SISTEMA PRISIONAL | Notícia

Carta revela esquema de venda de 'imóveis' por até R$ 80 mil no Presídio de Igarassu

Transferido para presídio federal, Lyferson Barbosa da Silva escreveu mensagem ao irmão para que vendesse espaços que estavam sob o domínio dele

Por Raphael Guerra Publicado em 09/04/2025 às 9:39 | Atualizado em 09/04/2025 às 9:41

Novas provas descobertas pela Polícia Federal confirmam o tamanho do abandono do Estado e o forte poder que detentos exerciam no Presídio de Igarassu, localizado no Grande Recife. Espaços da unidade prisional, chamados por muitos de "imóveis", eram comercializados por altos valores em dinheiro - sob a conivência de agentes públicos. 

Denúncias de venda de celas são antigas no sistema prisional de Pernambuco. Mas agora a Polícia Federal teve acesso a uma prova material do esquema: uma carta escrita pelo presidiário Lyferson Barbosa da Silva, que cumpre pena na Penitenciária Federal de Campo Grande, no Mato Grosso do Sul. 

No texto endereçado ao irmão, Lyferson pede que sejam vendidos os três "imóveis" que estavam sob o domínio dele no Presídio de Igarassu, por valores entre R$ 60 mil e R$ 80 mil. Uma das suítes, consideradas de luxo, tinha uma TV de 80 polegadas, segundo investigadores ouvidos pela coluna Segurança

O presidiário foi transferido da unidade pernambucana para uma federal no ano passado, após a descoberta do envolvimento dele no esquema de corrupção em Igarassu.

Com acesso a celulares e Iphone, Lyferson enviava mensagens de WhatsApp ao então diretor, Charles Belarmino de Queiroz, e a outros policiais penais solicitando a entrada de drogas, bebidas, comidas e garotas de programas, além de autorizações para festas. Em troca, realizava transferências em dinheiro via Pix e comprava comidas para os agentes públicos. 

O esquema de corrupção foi descoberto justamente a partir da apreensão de um celular com o presidiário, que exercia uma forte liderança no pavilhão onde cumpria pena.

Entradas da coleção

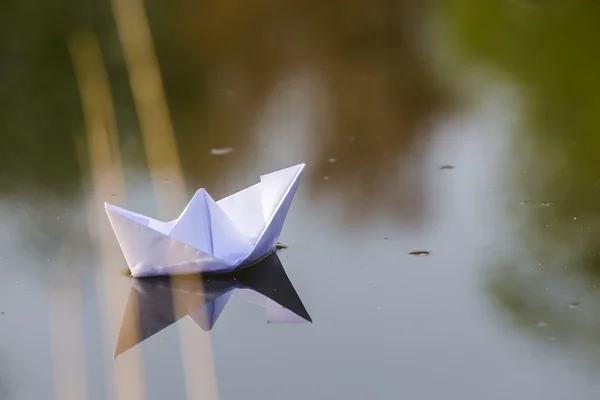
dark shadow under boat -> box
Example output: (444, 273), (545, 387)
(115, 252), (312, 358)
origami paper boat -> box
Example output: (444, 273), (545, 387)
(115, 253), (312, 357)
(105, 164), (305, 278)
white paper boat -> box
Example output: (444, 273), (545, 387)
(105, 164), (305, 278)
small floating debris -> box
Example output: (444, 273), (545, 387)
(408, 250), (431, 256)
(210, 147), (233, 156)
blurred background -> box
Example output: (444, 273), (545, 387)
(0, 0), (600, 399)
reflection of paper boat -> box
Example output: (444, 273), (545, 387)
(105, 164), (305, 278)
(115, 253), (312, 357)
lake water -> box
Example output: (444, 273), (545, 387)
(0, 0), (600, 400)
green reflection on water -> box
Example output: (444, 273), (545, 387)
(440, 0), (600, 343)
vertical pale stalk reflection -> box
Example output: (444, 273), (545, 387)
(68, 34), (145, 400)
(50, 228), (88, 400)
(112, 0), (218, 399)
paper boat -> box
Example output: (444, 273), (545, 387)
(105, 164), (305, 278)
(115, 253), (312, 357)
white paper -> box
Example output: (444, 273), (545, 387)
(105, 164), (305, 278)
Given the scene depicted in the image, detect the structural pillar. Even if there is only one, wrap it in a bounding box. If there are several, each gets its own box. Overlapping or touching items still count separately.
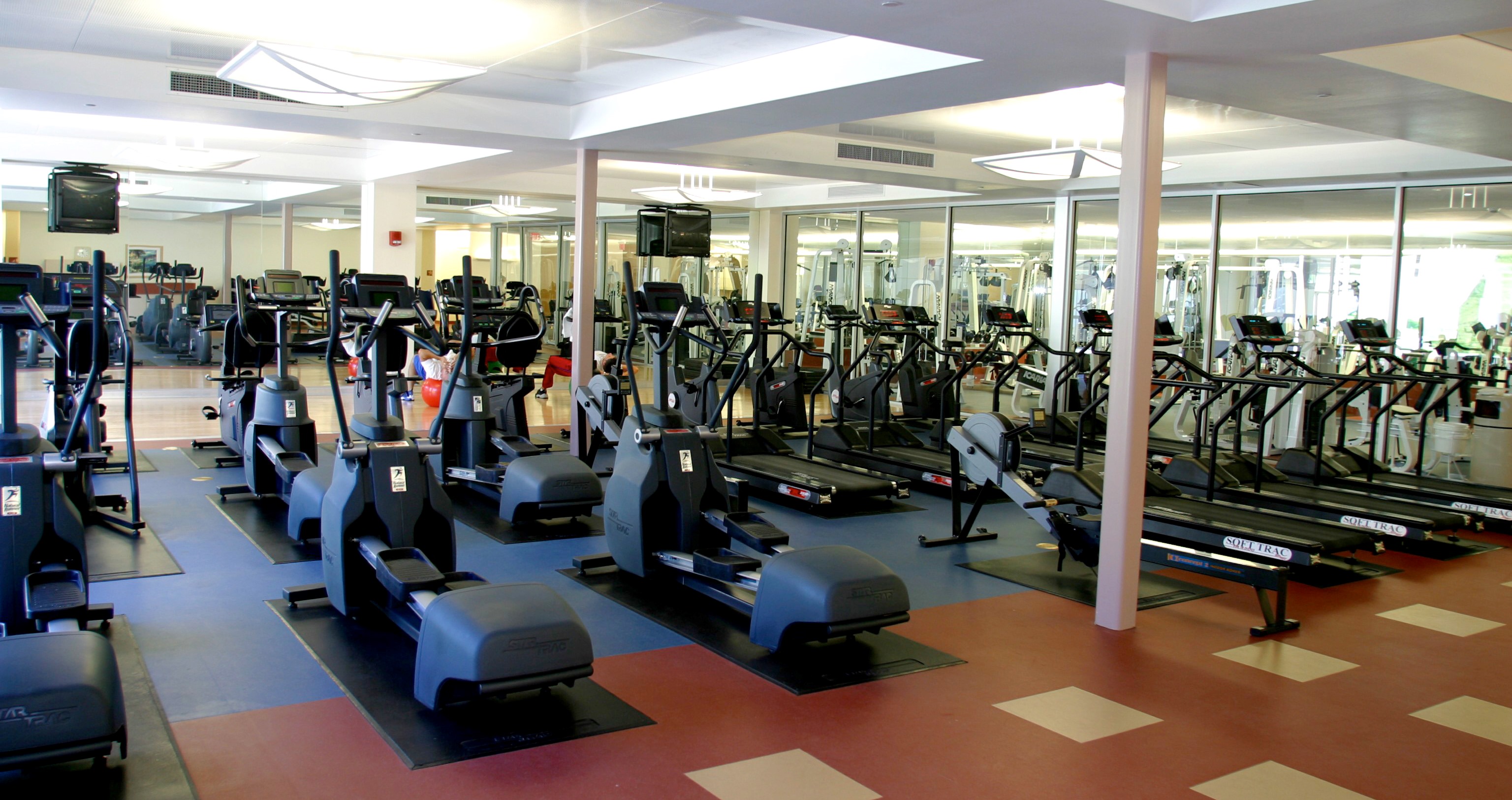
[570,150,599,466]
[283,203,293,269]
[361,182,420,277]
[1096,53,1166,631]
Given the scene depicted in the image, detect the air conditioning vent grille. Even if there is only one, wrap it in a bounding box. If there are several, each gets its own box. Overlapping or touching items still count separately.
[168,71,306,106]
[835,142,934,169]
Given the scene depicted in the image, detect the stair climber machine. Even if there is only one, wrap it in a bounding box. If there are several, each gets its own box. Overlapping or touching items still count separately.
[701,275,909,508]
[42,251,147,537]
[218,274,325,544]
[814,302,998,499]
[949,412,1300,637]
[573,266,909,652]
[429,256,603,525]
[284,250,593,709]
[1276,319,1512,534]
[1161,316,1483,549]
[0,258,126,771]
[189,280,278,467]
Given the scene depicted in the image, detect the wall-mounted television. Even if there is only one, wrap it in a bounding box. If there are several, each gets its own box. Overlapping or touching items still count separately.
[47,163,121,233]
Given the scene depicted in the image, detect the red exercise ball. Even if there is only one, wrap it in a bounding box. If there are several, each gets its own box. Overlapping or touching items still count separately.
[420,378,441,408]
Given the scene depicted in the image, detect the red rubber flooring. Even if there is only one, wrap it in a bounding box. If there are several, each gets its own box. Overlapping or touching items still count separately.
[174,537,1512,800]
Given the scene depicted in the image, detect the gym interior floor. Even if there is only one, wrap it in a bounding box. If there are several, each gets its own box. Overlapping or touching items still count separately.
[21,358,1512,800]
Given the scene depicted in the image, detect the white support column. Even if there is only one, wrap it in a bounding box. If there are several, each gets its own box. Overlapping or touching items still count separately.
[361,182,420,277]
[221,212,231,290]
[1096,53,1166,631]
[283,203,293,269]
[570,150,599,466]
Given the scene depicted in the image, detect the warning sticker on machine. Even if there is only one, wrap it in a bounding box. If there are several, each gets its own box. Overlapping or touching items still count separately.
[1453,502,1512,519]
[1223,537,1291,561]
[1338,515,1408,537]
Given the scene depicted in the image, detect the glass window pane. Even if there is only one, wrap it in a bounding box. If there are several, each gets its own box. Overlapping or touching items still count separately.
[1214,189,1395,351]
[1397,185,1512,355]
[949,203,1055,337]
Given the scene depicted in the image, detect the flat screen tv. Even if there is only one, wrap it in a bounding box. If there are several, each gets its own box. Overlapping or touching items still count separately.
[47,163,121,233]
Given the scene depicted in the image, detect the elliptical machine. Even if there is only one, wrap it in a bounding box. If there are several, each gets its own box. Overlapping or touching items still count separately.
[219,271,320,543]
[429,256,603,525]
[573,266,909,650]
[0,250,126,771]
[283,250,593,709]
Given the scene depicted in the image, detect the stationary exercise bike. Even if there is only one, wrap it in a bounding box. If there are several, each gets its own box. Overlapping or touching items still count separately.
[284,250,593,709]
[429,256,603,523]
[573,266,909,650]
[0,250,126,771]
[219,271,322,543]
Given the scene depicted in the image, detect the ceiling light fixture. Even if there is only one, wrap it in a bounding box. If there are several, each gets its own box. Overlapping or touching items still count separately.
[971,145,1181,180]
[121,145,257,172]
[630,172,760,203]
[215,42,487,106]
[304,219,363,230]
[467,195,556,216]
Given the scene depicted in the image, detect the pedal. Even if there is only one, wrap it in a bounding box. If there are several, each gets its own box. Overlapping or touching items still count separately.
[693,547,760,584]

▶ **Lista de atividades**
1. Devolva, sem alterações, o trecho da notícia sobre o Presídio de Igarassu que vai de "Novas provas descobertas" até "de agentes públicos.", inclusive.
2. Prossiga a notícia sobre a venda de "imóveis" no Presídio de Igarassu a partir do ponto em que ela termina.
Não é preciso consultar os dados.

▶ **Respostas dos exercícios**
1.
Novas provas descobertas pela Polícia Federal confirmam o tamanho do abandono do Estado e o forte poder que detentos exerciam no Presídio de Igarassu, localizado no Grande Recife. Espaços da unidade prisional, chamados por muitos de "imóveis", eram comercializados por altos valores em dinheiro - sob a conivência de agentes públicos.

2.
Preso por participação no assassinato do médico médico Artur Eugênio de Azevedo, de 35 anos - crime ocorrido em 12 de maio de 2014, em Jaboatão dos Guararapes -, Lyferson também é líder de uma organização criminosa especializada no tráfico de drogas e com forte atuação no município de Rio Formoso, no Litoral Sul de Pernambuco.

A investigação da Polícia Federal identificou ainda que havia um laboratório para fabricação de drogas onde deveria ser um espaço cultural no Presídio de Igarassu. Os entorpecentes eram vendidos na unidade e também em outras cidades do Estado. 

REPRODUÇÃO
Espaço cultural do Presídio de Igarassu era usado para fabricação de drogas - REPRODUÇÃO

Lyferson chegou a ordenar, em 2023, ataques à sede do Detran, a escolas e até hospital no Estado. Segundo a investigação, ele estaria insatisfeito com decisões da Secretaria de Defesa Social e queria provocar a desordem para que a cúpula fosse substituída.

Um diálogo identificou a ordem dada por ele a um comparsa para os ataques a repartições públicas, além de "incendiar veículos e assassinar pessoas inocentes".

OPERAÇÃO LA CATEDRAL

Na primeira fase da Operação La Catedral, que apura o esquema de corrução no Presídio de Igarassu, a Polícia Federal prendeu o ex-diretor Charles e outros sete policiais penais. Já nessa terça-feira (8), o alvo foi André de Araújo Albuquerque, ex-secretário executivo da Administração Penitenciária e Ressocialização de Pernambuco. 

Segundo a investigação, o ex-gestor recebia participação nos lucros obtidos por meio do esquema ilegal no presídio. Ele foi preso na residência onde mora, no bairro do Prado, na Zona Oeste do Recife. No local, foram apreendidos arma funcional, celulares e uma caminhonete Amarok.

Mensagens encontradas em celulares de policiais penais presos na primeira fase da operação, em 25 de fevereiro, apontaram que os servidores fraudavam documentações para antecipar a progressão de pena para presos. A quantidade de beneficiados ilegalmente ainda está sendo apurada.

André e Charles foram exonerados dos cargos em dezembro do ano passado, em meio ao avanço das investigações da Polícia Federal. Na hierarquia, André era considerado o braço direito de Paulo Paes, titular da Secretaria de Administração Penitenciária e Ressocialização (Seap). 

Em nota enviada pela assessoria, a Seap declarou que "não compactua com quaisquer atos ilícitos dentro do sistema prisional de Pernambuco, nem com desvios de conduta por parte de seus servidores".

As investigações da PF continuam, com a possibilidade de novas fases da operação para prender mais envolvidos no esquema criminoso.